● WORK TASK: Search the data below, and report every line in which "each" occurs.

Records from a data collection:
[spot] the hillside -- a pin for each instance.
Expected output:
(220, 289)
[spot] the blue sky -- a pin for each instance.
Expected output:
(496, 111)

● RESPONSE TO THIS EXERCISE:
[spot] the hillside -- a pin for each instance.
[spot] the blue sky -- a pin for each instance.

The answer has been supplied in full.